** start of Given entries **
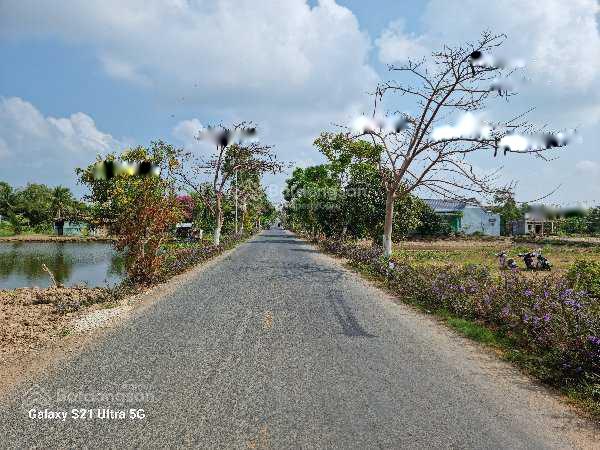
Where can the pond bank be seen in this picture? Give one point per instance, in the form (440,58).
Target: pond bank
(36,318)
(53,238)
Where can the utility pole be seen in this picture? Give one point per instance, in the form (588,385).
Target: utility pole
(236,188)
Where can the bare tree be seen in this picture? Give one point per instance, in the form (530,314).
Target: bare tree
(231,156)
(247,187)
(413,156)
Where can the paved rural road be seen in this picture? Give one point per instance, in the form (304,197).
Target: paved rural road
(277,346)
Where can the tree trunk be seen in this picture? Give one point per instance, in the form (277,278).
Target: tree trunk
(387,227)
(219,221)
(242,216)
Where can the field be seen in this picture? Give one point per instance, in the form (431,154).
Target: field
(471,251)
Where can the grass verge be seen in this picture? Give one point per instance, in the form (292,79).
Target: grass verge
(582,394)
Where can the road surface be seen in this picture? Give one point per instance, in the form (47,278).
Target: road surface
(278,346)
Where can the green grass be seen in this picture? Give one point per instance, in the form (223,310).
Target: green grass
(440,253)
(586,397)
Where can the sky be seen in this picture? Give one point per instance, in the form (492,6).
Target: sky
(81,78)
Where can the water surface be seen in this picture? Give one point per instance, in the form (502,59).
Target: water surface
(90,263)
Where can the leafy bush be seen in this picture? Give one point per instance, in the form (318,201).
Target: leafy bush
(585,275)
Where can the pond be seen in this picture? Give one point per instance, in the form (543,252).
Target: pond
(90,263)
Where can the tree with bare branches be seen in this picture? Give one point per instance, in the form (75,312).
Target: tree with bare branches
(417,153)
(233,154)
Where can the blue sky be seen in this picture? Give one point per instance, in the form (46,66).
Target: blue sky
(80,78)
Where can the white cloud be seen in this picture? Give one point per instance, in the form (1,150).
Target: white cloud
(588,167)
(230,51)
(186,131)
(560,44)
(291,68)
(46,149)
(560,41)
(395,45)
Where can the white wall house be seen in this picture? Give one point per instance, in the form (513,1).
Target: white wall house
(466,218)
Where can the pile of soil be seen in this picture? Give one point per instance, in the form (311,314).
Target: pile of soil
(30,317)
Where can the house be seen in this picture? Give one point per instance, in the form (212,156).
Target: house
(531,226)
(68,228)
(466,218)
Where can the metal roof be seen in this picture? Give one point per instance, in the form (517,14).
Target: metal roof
(445,205)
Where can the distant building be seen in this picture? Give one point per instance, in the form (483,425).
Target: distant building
(531,226)
(466,218)
(68,228)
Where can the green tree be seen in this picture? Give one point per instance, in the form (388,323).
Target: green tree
(139,210)
(34,202)
(593,220)
(507,207)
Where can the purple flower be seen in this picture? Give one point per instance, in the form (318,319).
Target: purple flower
(594,340)
(573,304)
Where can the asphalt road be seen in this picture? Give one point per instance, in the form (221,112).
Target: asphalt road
(277,346)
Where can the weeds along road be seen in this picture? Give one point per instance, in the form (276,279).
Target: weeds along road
(278,346)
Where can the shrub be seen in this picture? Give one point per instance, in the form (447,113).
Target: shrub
(556,320)
(585,275)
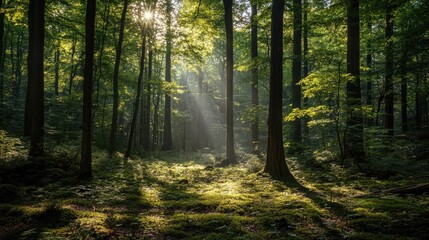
** end of Given entries **
What the task requires =>
How many lines of the data above contain the string "flower", with case counting? Give only the number.

Solution to this exercise =>
2